◆ Description du problème: Veuillez recopier à l'identique le passage du texte sur Liliane Giraudon présenté plus bas, en partant des mots « Parce que, pour » et en vous arrêtant après « sonParking des filles... ».

◆ Texte à analyser:
______________________________

Au moment de présenter Liliane Giraudon, il me vient une expression, comme si le texte pouvait s’arrêter là : Liliane Giraudon est une ligne droite.
Parce que, pour moi, Liliane Giraudon c’est une direction. Quelqu’un qui cherche et qui expérimente. Et que ce que nous nommons littérature, c’est ce qui catalyse et sédimente en aval, où soi-même on s’installe pour travailler, tandis qu’eux sont déjà partis un peu plus loin devant, dans cette brume où viendront les nouveaux travailleurs, vous savez le reste de la lettre à Paul Demesny.
Ainsi, et c’était déjà dans le paysage quand j’en ai soulevé un coin de trappe, fin des années 70, la revue Banana Split avec Jean-Jacques Viton. Ainsi, la permanence de l’atelier POL, la façon dont l’éditeur lui a donné ces galeries et chambres, voir Liliane Giraudon sur site POL(en 1978, déjà ce titre : Têtes ravagées : une fresque, ou ce Pour Claude Royer-Journoud). Et retenir cette Divagation des chiens ou sonParking des filles...
Atelier aussi qui se confond avec territoire : l’implantation à Aix Marseille, de si longue date, la poésie par porosité et accueil.
Alors évidemment, très fier que Liliane Giraudon ait accepté de venir symboliquement nous rejoindre sur publie.net.

______________________________

◆ Extrait de données:
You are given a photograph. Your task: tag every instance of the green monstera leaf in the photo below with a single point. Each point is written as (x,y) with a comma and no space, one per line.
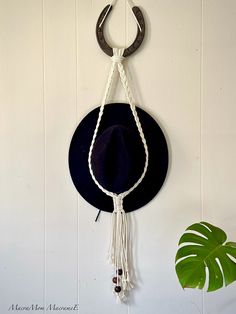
(203,246)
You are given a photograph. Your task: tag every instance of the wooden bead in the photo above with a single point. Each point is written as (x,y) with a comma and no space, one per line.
(117,289)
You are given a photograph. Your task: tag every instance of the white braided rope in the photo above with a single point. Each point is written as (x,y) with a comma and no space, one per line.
(117,63)
(119,243)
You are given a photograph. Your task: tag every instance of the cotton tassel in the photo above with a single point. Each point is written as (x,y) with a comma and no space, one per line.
(119,250)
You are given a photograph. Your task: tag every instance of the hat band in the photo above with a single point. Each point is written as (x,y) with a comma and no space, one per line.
(119,245)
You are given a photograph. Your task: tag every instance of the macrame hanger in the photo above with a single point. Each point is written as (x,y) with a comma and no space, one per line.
(130,5)
(119,249)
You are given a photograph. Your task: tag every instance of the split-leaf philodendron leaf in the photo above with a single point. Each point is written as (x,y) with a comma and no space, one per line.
(204,246)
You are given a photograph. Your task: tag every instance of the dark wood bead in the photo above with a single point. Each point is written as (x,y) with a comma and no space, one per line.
(120,272)
(117,289)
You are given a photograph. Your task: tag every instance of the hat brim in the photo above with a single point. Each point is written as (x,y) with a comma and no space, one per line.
(118,114)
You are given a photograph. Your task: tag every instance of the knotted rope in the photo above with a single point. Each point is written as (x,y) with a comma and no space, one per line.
(119,243)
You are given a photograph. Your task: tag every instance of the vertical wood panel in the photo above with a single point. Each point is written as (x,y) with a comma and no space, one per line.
(60,117)
(21,158)
(219,131)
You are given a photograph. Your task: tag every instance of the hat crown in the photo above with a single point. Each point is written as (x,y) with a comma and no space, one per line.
(118,158)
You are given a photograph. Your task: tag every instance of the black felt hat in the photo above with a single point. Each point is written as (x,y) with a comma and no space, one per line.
(118,157)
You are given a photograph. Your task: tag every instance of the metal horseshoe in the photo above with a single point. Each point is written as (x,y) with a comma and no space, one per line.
(101,38)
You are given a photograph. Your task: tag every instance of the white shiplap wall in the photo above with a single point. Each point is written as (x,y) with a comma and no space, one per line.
(52,73)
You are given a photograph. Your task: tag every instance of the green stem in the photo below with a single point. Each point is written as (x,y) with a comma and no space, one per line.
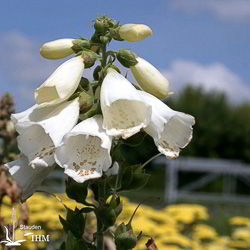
(99,235)
(104,56)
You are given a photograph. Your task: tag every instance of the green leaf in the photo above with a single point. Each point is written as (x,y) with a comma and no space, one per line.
(126,240)
(107,216)
(139,181)
(63,246)
(133,178)
(75,222)
(77,191)
(73,243)
(87,210)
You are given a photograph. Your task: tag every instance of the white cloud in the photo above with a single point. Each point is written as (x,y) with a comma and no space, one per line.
(22,69)
(211,77)
(234,10)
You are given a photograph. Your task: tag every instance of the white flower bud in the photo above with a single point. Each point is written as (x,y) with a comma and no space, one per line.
(61,84)
(57,49)
(150,79)
(134,32)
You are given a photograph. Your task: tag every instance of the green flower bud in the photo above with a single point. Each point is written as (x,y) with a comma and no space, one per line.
(57,49)
(89,58)
(96,72)
(100,26)
(134,32)
(150,79)
(126,57)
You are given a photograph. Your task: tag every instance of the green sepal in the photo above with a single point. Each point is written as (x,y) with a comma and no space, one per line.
(89,57)
(114,33)
(94,110)
(80,44)
(77,191)
(86,101)
(126,57)
(84,83)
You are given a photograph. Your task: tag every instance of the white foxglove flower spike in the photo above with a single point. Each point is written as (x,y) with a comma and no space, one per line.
(57,49)
(150,79)
(134,32)
(42,129)
(124,111)
(85,150)
(61,84)
(27,178)
(171,130)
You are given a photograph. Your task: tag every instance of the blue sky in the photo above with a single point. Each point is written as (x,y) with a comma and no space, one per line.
(206,42)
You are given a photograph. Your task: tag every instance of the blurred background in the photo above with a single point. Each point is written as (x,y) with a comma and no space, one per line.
(203,48)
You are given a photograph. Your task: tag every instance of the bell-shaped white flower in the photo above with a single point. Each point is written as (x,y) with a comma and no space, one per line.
(85,150)
(57,49)
(150,79)
(171,130)
(124,110)
(28,178)
(134,32)
(42,129)
(61,84)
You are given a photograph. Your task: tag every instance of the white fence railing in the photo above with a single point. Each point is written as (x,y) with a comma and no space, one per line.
(212,169)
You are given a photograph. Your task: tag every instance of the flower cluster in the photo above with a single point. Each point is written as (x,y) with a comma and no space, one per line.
(79,124)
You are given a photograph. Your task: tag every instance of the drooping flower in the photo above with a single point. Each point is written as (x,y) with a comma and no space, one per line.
(42,129)
(134,32)
(171,130)
(85,150)
(57,49)
(150,79)
(61,84)
(124,110)
(28,178)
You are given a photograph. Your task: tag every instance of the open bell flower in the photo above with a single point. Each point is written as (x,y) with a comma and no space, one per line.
(27,178)
(85,150)
(42,129)
(134,32)
(61,84)
(171,130)
(57,49)
(124,111)
(150,79)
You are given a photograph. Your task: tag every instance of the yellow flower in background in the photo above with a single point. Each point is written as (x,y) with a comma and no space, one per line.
(239,221)
(242,234)
(204,232)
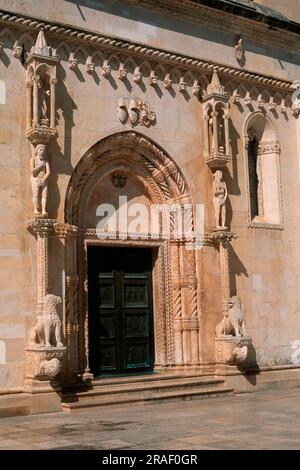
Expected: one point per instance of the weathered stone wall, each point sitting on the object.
(264, 262)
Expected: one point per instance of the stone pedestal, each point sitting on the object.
(232, 350)
(42, 367)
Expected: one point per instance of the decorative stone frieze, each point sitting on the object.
(141, 51)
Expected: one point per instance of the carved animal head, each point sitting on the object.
(234, 301)
(51, 301)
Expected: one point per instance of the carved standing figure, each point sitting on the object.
(219, 200)
(40, 171)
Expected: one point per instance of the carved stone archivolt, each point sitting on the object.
(176, 326)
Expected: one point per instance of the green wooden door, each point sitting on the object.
(120, 310)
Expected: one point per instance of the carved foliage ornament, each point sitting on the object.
(136, 111)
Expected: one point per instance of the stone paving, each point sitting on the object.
(261, 420)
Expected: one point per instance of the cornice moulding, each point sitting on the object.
(223, 19)
(93, 39)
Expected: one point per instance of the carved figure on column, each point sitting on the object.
(40, 171)
(47, 329)
(233, 323)
(219, 200)
(40, 92)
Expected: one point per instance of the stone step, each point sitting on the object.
(144, 389)
(145, 397)
(18, 404)
(160, 384)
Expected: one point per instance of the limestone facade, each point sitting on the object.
(161, 111)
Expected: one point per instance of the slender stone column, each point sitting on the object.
(28, 105)
(42, 268)
(53, 82)
(35, 80)
(226, 129)
(225, 275)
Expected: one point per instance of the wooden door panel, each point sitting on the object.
(120, 310)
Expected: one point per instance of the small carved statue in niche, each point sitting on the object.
(47, 329)
(240, 51)
(44, 100)
(219, 200)
(233, 324)
(40, 171)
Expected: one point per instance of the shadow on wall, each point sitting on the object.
(156, 19)
(61, 157)
(237, 268)
(251, 370)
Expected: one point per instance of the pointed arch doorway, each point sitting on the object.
(129, 165)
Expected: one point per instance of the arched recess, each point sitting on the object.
(146, 165)
(262, 164)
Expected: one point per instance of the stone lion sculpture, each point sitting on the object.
(234, 322)
(48, 325)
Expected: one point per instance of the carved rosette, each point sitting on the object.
(136, 111)
(44, 363)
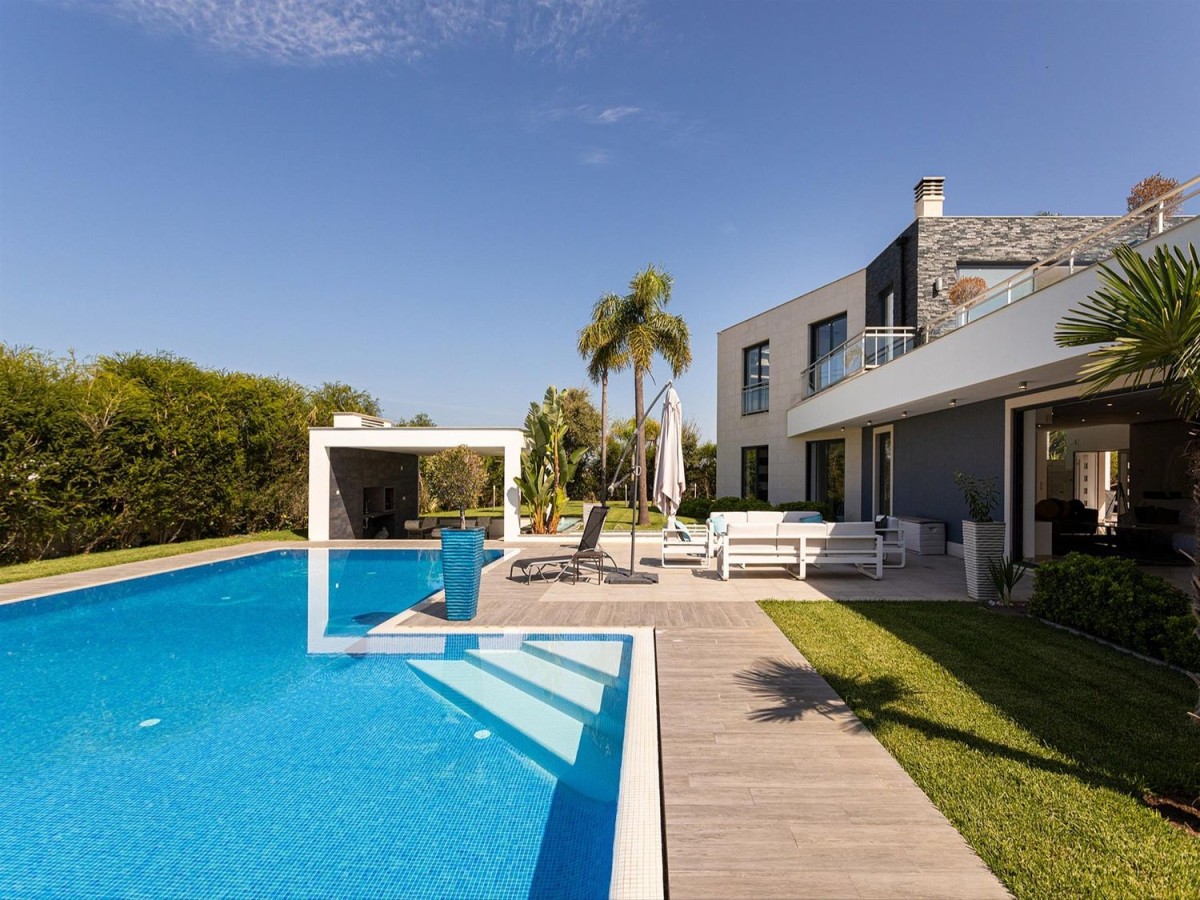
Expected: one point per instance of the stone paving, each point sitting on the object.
(772, 786)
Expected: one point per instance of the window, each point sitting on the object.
(756, 378)
(823, 339)
(827, 474)
(754, 472)
(883, 473)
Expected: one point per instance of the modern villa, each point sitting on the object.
(871, 391)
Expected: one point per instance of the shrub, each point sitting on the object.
(966, 289)
(697, 508)
(1114, 599)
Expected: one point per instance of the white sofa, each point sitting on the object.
(798, 545)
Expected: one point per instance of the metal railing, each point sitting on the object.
(876, 347)
(756, 399)
(871, 348)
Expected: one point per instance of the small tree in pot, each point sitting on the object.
(457, 477)
(983, 540)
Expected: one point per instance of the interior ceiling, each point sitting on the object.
(1127, 408)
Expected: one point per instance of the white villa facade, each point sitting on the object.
(876, 390)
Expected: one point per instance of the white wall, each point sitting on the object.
(786, 327)
(492, 442)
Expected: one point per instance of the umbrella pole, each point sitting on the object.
(635, 577)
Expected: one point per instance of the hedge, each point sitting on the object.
(1113, 599)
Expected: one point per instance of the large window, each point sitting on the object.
(756, 378)
(823, 337)
(827, 474)
(754, 472)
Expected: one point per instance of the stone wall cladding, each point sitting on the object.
(943, 241)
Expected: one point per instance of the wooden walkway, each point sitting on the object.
(772, 786)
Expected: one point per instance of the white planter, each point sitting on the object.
(982, 541)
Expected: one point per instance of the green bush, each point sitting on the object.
(1114, 599)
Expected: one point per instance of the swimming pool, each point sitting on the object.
(233, 730)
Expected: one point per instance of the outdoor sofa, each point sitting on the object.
(798, 545)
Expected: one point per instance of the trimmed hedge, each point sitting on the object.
(1114, 599)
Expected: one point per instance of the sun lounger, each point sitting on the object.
(555, 568)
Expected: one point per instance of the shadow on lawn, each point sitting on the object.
(798, 691)
(1122, 721)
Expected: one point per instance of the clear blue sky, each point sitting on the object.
(425, 198)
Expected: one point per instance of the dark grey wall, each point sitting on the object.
(351, 471)
(929, 449)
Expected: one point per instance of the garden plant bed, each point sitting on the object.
(1048, 751)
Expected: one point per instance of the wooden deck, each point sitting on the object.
(772, 786)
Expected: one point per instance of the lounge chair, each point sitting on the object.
(556, 567)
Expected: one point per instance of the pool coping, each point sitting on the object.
(637, 850)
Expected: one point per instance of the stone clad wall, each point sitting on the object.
(943, 243)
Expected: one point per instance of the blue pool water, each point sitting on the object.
(192, 735)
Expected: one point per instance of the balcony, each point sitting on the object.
(755, 399)
(879, 346)
(870, 349)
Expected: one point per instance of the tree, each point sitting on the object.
(457, 477)
(1151, 189)
(583, 427)
(1146, 319)
(546, 466)
(637, 327)
(599, 346)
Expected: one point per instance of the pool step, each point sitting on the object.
(576, 754)
(599, 660)
(577, 695)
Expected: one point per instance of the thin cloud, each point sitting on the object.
(594, 156)
(312, 31)
(615, 114)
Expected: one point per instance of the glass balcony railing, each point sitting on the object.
(869, 349)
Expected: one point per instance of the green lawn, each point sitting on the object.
(65, 565)
(1038, 745)
(619, 515)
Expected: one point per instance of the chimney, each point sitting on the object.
(929, 197)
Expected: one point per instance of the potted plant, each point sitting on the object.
(457, 477)
(983, 540)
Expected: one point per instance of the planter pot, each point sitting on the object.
(982, 541)
(462, 562)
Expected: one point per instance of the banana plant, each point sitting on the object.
(545, 465)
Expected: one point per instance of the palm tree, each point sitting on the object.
(641, 327)
(604, 355)
(1147, 321)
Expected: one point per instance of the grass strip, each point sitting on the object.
(83, 562)
(1037, 744)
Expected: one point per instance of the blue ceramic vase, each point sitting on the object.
(462, 563)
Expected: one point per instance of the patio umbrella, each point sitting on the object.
(669, 478)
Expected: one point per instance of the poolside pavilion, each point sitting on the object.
(363, 474)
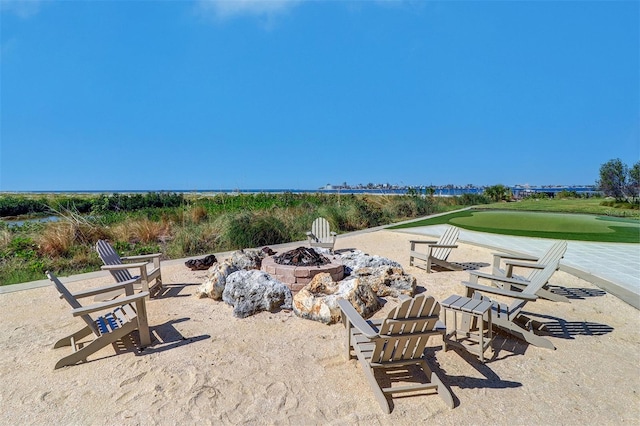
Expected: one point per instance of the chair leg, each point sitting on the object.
(434, 379)
(523, 334)
(375, 387)
(67, 341)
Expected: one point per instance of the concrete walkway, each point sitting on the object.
(614, 267)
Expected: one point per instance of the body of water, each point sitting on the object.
(443, 191)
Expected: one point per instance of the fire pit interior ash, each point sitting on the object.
(302, 256)
(296, 268)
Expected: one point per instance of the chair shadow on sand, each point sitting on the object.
(562, 329)
(505, 345)
(163, 337)
(490, 379)
(174, 290)
(464, 266)
(576, 293)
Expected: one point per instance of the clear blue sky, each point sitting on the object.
(194, 95)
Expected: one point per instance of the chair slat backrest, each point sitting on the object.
(320, 228)
(551, 257)
(66, 295)
(541, 278)
(406, 330)
(110, 257)
(449, 237)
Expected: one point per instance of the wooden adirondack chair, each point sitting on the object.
(129, 314)
(510, 317)
(395, 343)
(534, 265)
(119, 269)
(321, 235)
(437, 251)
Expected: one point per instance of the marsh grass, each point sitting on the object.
(198, 225)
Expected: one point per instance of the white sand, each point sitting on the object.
(207, 367)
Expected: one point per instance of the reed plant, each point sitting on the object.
(195, 227)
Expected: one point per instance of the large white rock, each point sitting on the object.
(216, 280)
(318, 300)
(254, 291)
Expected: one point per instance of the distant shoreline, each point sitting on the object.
(447, 190)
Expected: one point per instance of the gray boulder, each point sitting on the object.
(387, 280)
(216, 280)
(247, 259)
(253, 291)
(318, 300)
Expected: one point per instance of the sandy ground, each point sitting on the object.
(207, 367)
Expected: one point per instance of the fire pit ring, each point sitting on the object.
(296, 277)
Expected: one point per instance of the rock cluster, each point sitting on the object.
(253, 291)
(239, 282)
(318, 301)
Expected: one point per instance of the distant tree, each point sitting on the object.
(613, 179)
(430, 190)
(634, 180)
(497, 192)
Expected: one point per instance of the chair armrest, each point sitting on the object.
(123, 266)
(110, 304)
(525, 264)
(497, 278)
(422, 242)
(443, 245)
(104, 289)
(499, 291)
(142, 257)
(515, 256)
(356, 320)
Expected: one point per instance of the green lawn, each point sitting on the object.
(563, 226)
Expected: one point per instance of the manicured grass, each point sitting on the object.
(563, 226)
(567, 205)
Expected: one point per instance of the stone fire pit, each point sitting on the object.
(296, 268)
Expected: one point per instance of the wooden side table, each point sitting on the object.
(474, 339)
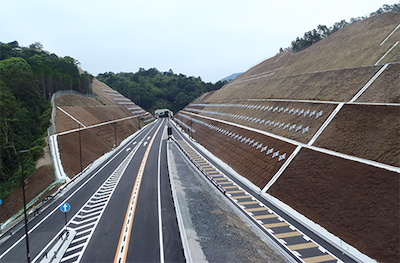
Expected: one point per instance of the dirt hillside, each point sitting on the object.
(339, 102)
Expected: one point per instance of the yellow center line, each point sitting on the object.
(124, 239)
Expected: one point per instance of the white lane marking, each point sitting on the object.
(159, 204)
(124, 240)
(66, 199)
(82, 223)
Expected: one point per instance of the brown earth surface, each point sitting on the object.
(367, 131)
(76, 100)
(245, 159)
(94, 143)
(326, 86)
(386, 88)
(277, 116)
(357, 45)
(87, 116)
(357, 202)
(34, 185)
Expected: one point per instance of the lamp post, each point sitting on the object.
(28, 256)
(80, 147)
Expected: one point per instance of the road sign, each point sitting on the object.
(65, 207)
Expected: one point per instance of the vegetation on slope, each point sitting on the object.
(322, 31)
(28, 78)
(152, 89)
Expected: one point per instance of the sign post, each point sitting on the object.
(65, 207)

______________________________

◆ Résultat:
Parce que, pour moi, Liliane Giraudon c’est une direction. Quelqu’un qui cherche et qui expérimente. Et que ce que nous nommons littérature, c’est ce qui catalyse et sédimente en aval, où soi-même on s’installe pour travailler, tandis qu’eux sont déjà partis un peu plus loin devant, dans cette brume où viendront les nouveaux travailleurs, vous savez le reste de la lettre à Paul Demesny.
Ainsi, et c’était déjà dans le paysage quand j’en ai soulevé un coin de trappe, fin des années 70, la revue Banana Split avec Jean-Jacques Viton. Ainsi, la permanence de l’atelier POL, la façon dont l’éditeur lui a donné ces galeries et chambres, voir Liliane Giraudon sur site POL(en 1978, déjà ce titre : Têtes ravagées : une fresque, ou ce Pour Claude Royer-Journoud). Et retenir cette Divagation des chiens ou sonParking des filles...